INSTRUCTIONS FOR THE TASK
With the pictures removed, write out the data below exactly.

SOURCE DATA

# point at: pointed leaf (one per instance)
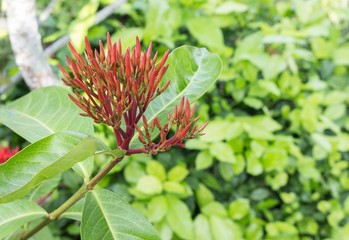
(107, 216)
(43, 112)
(15, 214)
(192, 72)
(42, 160)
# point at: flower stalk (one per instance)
(115, 89)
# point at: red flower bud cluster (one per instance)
(115, 89)
(182, 119)
(6, 153)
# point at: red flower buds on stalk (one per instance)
(6, 153)
(115, 89)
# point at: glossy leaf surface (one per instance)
(17, 213)
(192, 72)
(107, 216)
(46, 111)
(42, 160)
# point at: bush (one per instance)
(274, 161)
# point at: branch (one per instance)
(26, 44)
(54, 47)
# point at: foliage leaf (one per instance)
(192, 72)
(106, 216)
(17, 213)
(47, 110)
(43, 160)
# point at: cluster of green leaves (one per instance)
(61, 139)
(274, 161)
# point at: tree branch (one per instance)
(26, 44)
(54, 47)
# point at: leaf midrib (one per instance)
(177, 96)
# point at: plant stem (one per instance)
(73, 199)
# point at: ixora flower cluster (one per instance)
(115, 89)
(6, 153)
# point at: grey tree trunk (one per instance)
(26, 44)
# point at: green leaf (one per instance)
(224, 228)
(204, 195)
(75, 212)
(214, 208)
(43, 160)
(180, 189)
(162, 20)
(228, 7)
(156, 169)
(79, 27)
(340, 55)
(223, 152)
(207, 33)
(192, 72)
(107, 216)
(47, 110)
(149, 185)
(45, 188)
(17, 213)
(202, 228)
(179, 218)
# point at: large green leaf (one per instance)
(43, 112)
(15, 214)
(43, 160)
(192, 72)
(106, 216)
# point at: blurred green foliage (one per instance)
(275, 158)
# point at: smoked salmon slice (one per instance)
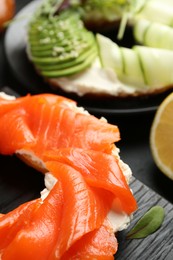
(70, 222)
(43, 122)
(71, 213)
(100, 170)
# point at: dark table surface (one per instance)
(134, 149)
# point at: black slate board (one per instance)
(20, 183)
(157, 246)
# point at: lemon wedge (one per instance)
(161, 137)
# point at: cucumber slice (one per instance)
(133, 74)
(123, 61)
(153, 34)
(110, 54)
(157, 11)
(157, 65)
(139, 29)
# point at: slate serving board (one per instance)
(20, 183)
(159, 245)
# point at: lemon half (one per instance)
(161, 137)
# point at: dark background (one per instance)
(134, 148)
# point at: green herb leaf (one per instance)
(148, 224)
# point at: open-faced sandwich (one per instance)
(73, 45)
(87, 199)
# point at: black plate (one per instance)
(23, 70)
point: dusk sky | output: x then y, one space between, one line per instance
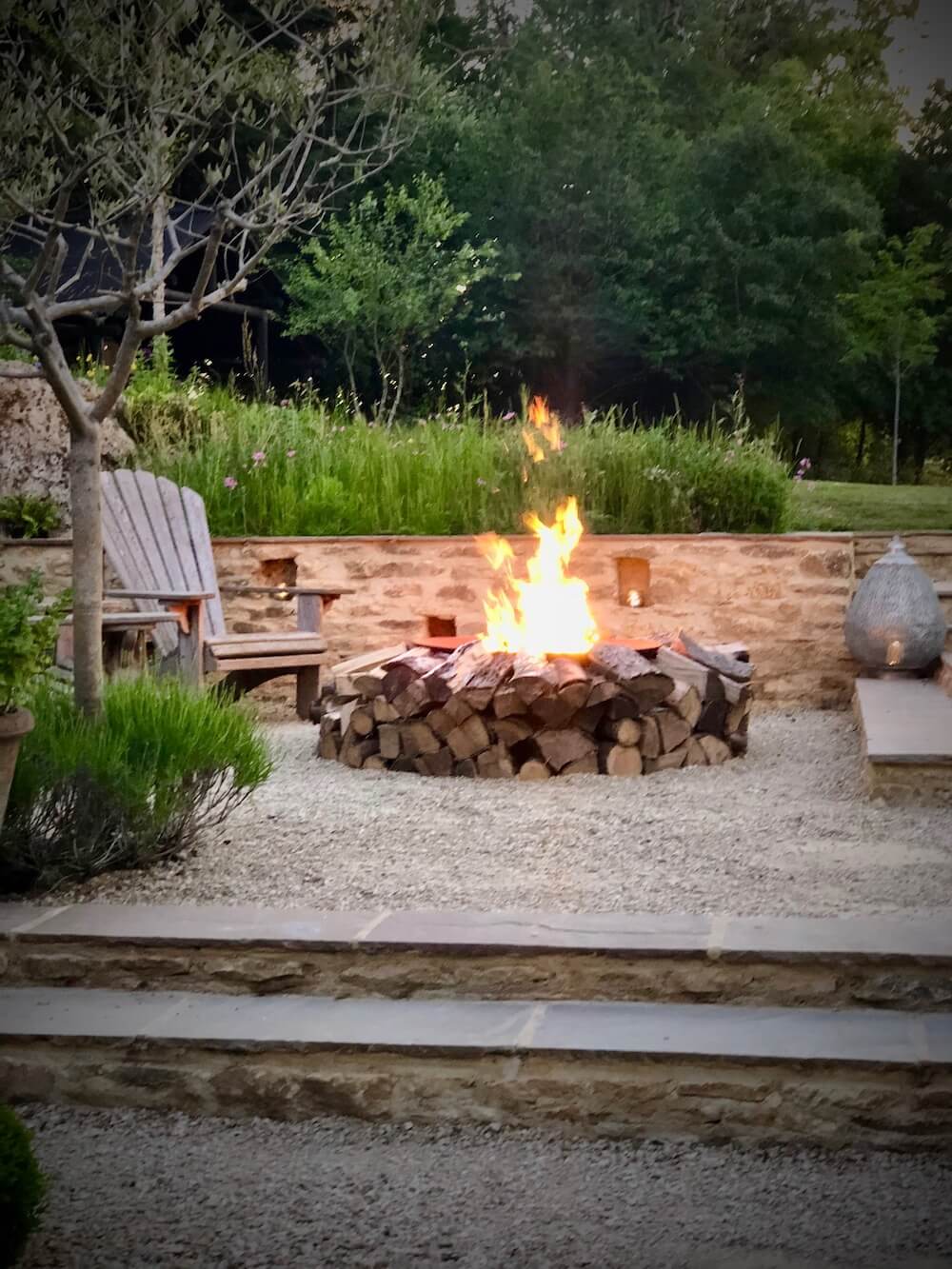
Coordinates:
923 50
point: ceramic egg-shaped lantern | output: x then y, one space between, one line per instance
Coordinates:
895 621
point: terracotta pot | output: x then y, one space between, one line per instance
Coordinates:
13 727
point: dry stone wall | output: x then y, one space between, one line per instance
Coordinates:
34 454
783 595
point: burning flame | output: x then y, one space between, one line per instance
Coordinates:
547 612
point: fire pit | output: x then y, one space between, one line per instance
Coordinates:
540 693
470 711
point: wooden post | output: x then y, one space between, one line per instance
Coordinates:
308 679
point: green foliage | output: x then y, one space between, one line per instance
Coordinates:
29 515
22 1188
311 469
890 315
384 279
29 629
126 788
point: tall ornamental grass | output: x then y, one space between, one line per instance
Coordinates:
307 468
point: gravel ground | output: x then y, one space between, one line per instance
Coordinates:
787 830
139 1189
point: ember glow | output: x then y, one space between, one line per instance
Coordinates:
547 612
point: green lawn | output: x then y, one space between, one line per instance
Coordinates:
870 507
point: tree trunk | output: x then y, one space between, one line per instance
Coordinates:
162 361
895 423
402 373
86 499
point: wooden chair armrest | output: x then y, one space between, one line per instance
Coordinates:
163 597
282 591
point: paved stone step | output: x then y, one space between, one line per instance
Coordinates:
710 1071
842 962
906 728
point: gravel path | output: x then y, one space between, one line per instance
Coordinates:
787 830
139 1189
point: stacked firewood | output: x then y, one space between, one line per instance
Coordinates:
471 712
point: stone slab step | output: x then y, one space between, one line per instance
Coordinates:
834 962
640 1069
905 721
906 727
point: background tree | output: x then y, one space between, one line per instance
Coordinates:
219 129
384 279
890 316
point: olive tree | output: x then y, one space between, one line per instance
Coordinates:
171 137
384 279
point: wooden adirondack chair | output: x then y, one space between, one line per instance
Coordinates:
158 544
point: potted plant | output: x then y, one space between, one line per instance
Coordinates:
29 628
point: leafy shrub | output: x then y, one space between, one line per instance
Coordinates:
22 1188
307 468
126 788
29 629
29 515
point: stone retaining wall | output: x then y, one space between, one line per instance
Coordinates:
784 595
708 1100
402 974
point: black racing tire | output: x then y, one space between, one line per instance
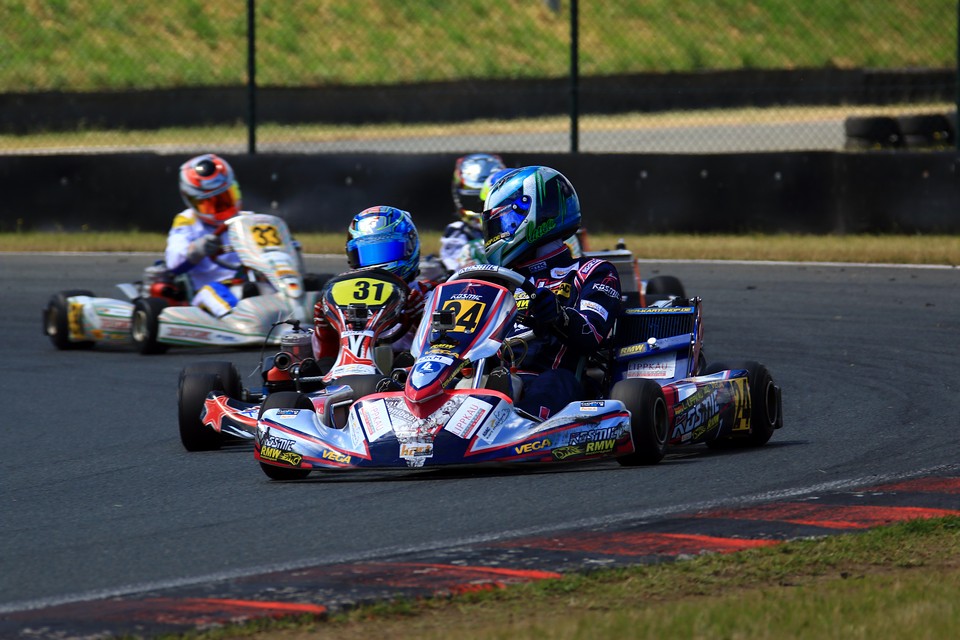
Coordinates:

TASK SOLUTION
# point at: pointed leaf (one per instance)
(107, 216)
(43, 112)
(15, 214)
(192, 72)
(42, 160)
# point at: flower stalk (one per instance)
(115, 89)
# point at: red flower bud cluster (one per instance)
(115, 89)
(182, 119)
(6, 153)
# point at: red flower buds on stalk (one per instance)
(6, 153)
(115, 89)
# point at: glossy leaf surface (one per instance)
(17, 213)
(192, 72)
(107, 216)
(46, 111)
(42, 160)
# point at: bush (one per instance)
(274, 161)
# point at: branch (one per instance)
(26, 44)
(54, 47)
# point at: foliage leaf (one per instance)
(192, 72)
(106, 216)
(17, 213)
(47, 110)
(43, 160)
# point at: cluster of green leaves (one per instance)
(61, 139)
(274, 161)
# point at: tree branch (one per instance)
(26, 44)
(54, 47)
# point at: leaf midrib (one per instance)
(177, 96)
# point at: plant stem (one per instance)
(73, 199)
# point at: ixora flower cluster (one per instance)
(115, 89)
(6, 153)
# point at: grey tree trunk (one per instance)
(26, 44)
# point at: green leaf (one per instance)
(224, 228)
(204, 195)
(75, 212)
(214, 208)
(43, 160)
(180, 189)
(162, 20)
(228, 7)
(156, 169)
(79, 27)
(340, 55)
(223, 152)
(207, 33)
(192, 72)
(107, 216)
(47, 110)
(149, 185)
(45, 188)
(17, 213)
(202, 228)
(179, 218)
# point at: large green leaf (one per instance)
(43, 112)
(15, 214)
(43, 160)
(192, 72)
(106, 216)
# point at: blurred green foliage (one per instance)
(275, 158)
# point at: smoked salmon slice (one per instance)
(70, 222)
(43, 122)
(71, 213)
(100, 170)
# point at: dark table surface (one per instance)
(134, 149)
# point at: black slate board (one per instance)
(20, 183)
(157, 246)
# point at: lemon wedge (one per instance)
(161, 137)
# point at: cucumber slice (one per instance)
(133, 74)
(123, 61)
(153, 34)
(110, 54)
(157, 11)
(157, 65)
(139, 29)
# point at: slate serving board (one per instance)
(20, 183)
(159, 245)
# point at: lemon half (one per instance)
(161, 137)
# point at: dark background (one per instance)
(134, 148)
# point at: green herb leaf (one per instance)
(148, 224)
# point at: open-faced sandwich (one per instance)
(73, 45)
(87, 199)
# point at: black plate (one per instance)
(23, 70)
point: dusk sky | output: x then y, one space between, one line per instance
Coordinates:
923 50
point: ceramic egg-shaped lantern | output: x then y, one space between, one line per instance
Coordinates:
895 621
point: terracotta pot | output: x then y, one space between, one line per instance
Coordinates:
13 727
point: dry stone wall | output: x then y, one space between, one line per instance
Coordinates:
34 454
783 595
point: burning flame | output: x then y, one space between, one line per instance
Coordinates:
547 612
point: fire pit | output: x then y, one space between, one line per instance
Coordinates:
540 693
470 711
point: wooden post | output: x then y, one space between, one line per instance
Coordinates:
308 679
point: green foliage | output: x then y, one space between, one line per instance
Coordinates:
29 515
22 1188
311 469
890 315
384 279
29 629
126 788
point: tall ornamental grass | output: x then y, one space between, one line per instance
Coordinates:
307 468
point: gravel ground | output: x then y, one space between, one line per instance
Coordinates:
787 830
139 1189
point: ember glow | output: x then y, one space between, one line per instance
Coordinates:
547 612
point: green lawn | output: x then y, one space between, one line per instance
Coordinates:
870 507
point: tree trunk | output: x then y, one space between, one line per instance
Coordinates:
162 361
895 423
402 373
86 499
point: wooden chair armrest | output: x then y, one space between, one line per instance
Coordinates:
163 597
282 591
point: paved stone step | output: x then y, one space between, one line per instance
Coordinates:
710 1071
842 962
906 728
point: gravel path | output: x then y, one space between, one line per instance
Coordinates:
787 830
139 1189
point: stacked firewood | output: x then y, one space between, one line per instance
Coordinates:
471 712
point: stone slab step | output: x then y, one space between, one line per instance
Coordinates:
834 962
640 1069
905 721
906 727
point: background tree | output: x then y, one space between, one line per instance
Coordinates:
219 129
384 279
890 316
point: olive tree | output: x then y, one space between, one line per instance
Coordinates:
171 137
384 279
point: wooden adirondack chair | output: x then y, one space between, one line per instance
Coordinates:
158 544
point: potted plant | output: x then y, one space between, one line per instance
Coordinates:
29 628
point: leafy shrub | output: x then y, one space between, one line per instance
Coordinates:
22 1188
307 468
126 788
29 629
29 515
point: stone retaining wall | output: x then y, one space between, one line per instance
Coordinates:
784 595
708 1100
402 974
point: black racing tire | output: x then y, one space between, one line per instance
Coordinates:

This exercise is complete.